Chiangrai United Football Club (Thai: สโมสรฟุตบอลเชียงราย ยูไนเต็ด) is a professional Football Club based in Chiangrai  Province. The club plays in the Thai League 1. The club is also known as The Beetles.

History

First years
In 2009, Chiangrai United joined the new Thai football setup and started at the 3rd level, 2009 Regional League Division 2 Northern Region. Chiangrai duly came out on top come to the end of the regular league season, thus claiming their first-ever championship and also crowned as the first-ever winners of the Regional League Northern Division.

On winning the championship, Chiangrai entered the 2009 Regional League Division 2, an end of season mini-league for all 5 Regional League Division 2 championship-winning teams, and finished as runners-up and promoted to Thai Division 1 League.

Second Division and League 1 Promotion
In 2010, the club finished 3rd in Thai Division 1 League and first-ever promoted to the top tier Thai League 1.

▸ Rows:
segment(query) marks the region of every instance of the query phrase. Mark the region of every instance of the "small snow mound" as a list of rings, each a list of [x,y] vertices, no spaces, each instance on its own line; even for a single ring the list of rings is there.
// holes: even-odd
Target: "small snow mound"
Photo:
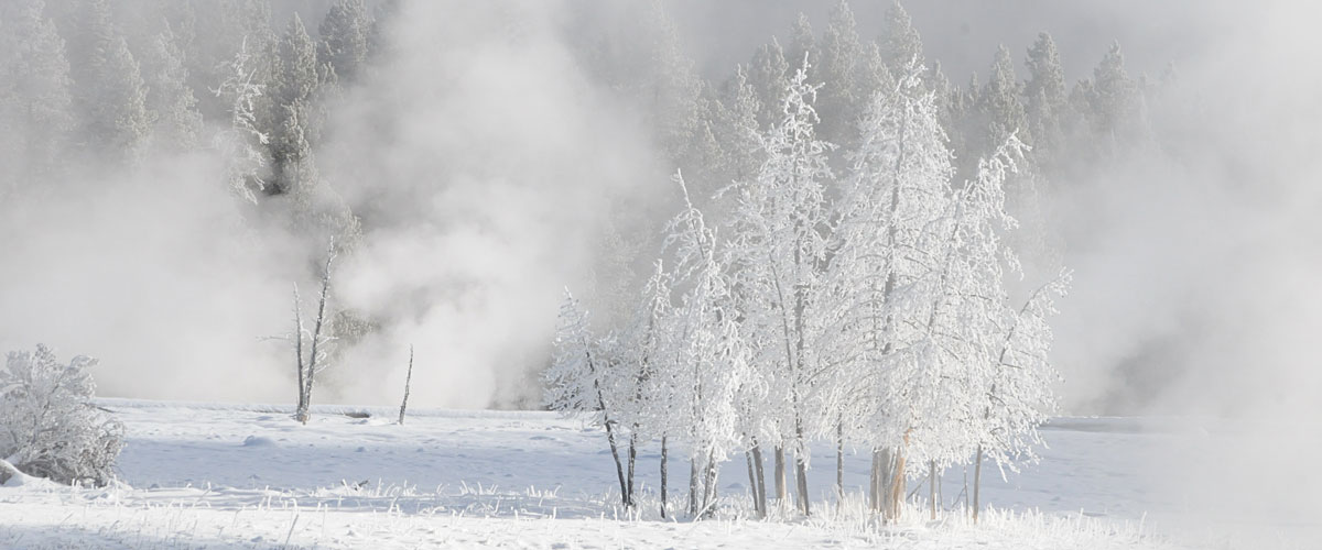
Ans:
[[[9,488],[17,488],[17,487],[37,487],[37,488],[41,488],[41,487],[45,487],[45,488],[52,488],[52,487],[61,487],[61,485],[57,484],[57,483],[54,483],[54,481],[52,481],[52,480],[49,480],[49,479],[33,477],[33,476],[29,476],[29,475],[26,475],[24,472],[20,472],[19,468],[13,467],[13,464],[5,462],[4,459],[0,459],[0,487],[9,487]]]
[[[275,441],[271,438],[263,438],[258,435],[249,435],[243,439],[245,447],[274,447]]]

==

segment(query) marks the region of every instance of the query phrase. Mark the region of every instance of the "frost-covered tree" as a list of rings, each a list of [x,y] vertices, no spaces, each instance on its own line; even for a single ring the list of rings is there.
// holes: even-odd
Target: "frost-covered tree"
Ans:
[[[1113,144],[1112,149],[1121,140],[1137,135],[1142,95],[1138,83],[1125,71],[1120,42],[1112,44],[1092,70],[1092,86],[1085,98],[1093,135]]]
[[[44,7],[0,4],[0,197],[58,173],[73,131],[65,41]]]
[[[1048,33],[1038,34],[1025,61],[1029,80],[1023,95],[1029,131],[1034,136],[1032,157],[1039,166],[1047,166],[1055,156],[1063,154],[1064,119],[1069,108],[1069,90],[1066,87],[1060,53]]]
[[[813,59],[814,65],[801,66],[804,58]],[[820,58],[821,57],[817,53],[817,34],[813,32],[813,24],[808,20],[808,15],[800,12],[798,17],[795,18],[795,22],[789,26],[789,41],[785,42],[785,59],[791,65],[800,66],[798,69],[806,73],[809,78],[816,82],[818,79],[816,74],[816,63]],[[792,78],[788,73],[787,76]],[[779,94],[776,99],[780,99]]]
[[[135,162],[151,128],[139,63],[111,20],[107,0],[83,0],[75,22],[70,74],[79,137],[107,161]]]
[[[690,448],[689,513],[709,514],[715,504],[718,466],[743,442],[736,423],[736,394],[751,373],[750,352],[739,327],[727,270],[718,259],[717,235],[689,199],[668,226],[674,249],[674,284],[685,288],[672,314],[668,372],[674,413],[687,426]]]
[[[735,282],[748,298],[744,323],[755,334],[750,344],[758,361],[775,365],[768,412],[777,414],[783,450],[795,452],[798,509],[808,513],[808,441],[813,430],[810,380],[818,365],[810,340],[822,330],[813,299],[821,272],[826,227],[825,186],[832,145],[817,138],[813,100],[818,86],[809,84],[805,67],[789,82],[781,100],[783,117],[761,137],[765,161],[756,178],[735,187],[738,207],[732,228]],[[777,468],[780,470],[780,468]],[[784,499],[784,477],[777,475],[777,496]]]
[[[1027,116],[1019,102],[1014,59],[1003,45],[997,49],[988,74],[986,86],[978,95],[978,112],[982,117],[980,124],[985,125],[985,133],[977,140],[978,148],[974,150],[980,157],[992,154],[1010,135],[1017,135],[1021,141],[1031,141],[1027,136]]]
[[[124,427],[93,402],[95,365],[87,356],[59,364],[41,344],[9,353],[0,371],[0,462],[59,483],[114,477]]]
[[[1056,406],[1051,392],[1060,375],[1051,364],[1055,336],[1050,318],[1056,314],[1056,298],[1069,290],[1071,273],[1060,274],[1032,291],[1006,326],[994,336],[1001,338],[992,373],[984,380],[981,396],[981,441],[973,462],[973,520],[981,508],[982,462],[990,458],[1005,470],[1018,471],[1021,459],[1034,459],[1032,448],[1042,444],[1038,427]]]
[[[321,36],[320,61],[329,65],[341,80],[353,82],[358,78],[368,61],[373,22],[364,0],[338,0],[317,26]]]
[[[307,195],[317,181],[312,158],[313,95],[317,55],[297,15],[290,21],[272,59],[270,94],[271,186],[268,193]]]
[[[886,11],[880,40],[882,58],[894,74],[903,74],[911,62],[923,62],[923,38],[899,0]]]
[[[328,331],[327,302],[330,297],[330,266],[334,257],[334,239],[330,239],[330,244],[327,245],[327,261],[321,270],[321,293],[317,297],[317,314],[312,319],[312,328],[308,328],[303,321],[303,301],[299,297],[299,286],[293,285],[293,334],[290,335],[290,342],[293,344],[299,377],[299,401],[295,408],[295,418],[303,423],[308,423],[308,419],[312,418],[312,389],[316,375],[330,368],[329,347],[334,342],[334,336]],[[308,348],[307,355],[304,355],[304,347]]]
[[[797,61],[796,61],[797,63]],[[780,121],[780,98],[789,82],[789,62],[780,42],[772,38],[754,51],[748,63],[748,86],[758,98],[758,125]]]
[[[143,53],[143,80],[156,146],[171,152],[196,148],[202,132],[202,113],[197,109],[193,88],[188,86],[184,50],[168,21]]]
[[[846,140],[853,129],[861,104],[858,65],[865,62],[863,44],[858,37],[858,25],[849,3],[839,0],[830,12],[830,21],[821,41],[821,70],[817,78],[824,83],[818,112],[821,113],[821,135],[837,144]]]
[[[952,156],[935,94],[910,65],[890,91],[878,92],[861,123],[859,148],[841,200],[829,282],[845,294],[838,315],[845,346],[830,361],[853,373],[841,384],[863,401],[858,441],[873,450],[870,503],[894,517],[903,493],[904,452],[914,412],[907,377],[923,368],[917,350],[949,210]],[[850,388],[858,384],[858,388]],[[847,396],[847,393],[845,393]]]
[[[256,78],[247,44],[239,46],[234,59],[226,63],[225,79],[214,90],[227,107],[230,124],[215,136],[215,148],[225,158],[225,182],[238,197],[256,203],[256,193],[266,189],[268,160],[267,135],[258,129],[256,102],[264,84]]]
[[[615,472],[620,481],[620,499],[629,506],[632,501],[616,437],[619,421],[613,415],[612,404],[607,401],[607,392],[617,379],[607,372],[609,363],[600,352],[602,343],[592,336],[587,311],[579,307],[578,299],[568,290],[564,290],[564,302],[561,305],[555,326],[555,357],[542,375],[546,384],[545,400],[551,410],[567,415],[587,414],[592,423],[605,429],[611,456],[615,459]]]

▸ Work to do: Carry the Chiangrai United history forward from its last sentence with the next part. The items have no connection to the text about Chiangrai United.

▸ The reply:
Chiangrai United opened its first youth academies in 2012.

In 2016, Chiangrai United made a deal with Jarken Group to the strong brand and initiating a holistic marketing strategy which included business development and strengthening management structures to promote a positive image of the Chiangrai United Sports Passions as a brand to make Chiangrai United become professional and sustainable. The strategy for this deal is to design to promote Chaing Rai United to become the big name club in Thailand.

2017 & 2018 – FA Cup winners

In 2017, the club continued to make agreements with sponsors to improve the club's professional image and attract Tanaboon Kesarat. They also secured players such as; Vander Luiz, Felipe Azevedo, Henrique Silva.

Under Brazilian coach Alexandre Gama, The Beetles was victorious in the 2017 FA Cup Final with Bangkok United. This proved to be a case of redemption for Chiangrai as winning the first piece of silverware in club-history, three days after losing to Muangthong United in the League Cup final.

In 2018, the club attracted Lee Yong-Rae and Bill.

Chiangrai defeated the 2017 Liga 1 runners-up Bali United 3–2 in a qualifying preliminary round 2 and losing the 2017 Chinese Super League to runners-up Shanghai SIPG 1–0 in a qualifying play-offs round for the AFC Champions League group stages.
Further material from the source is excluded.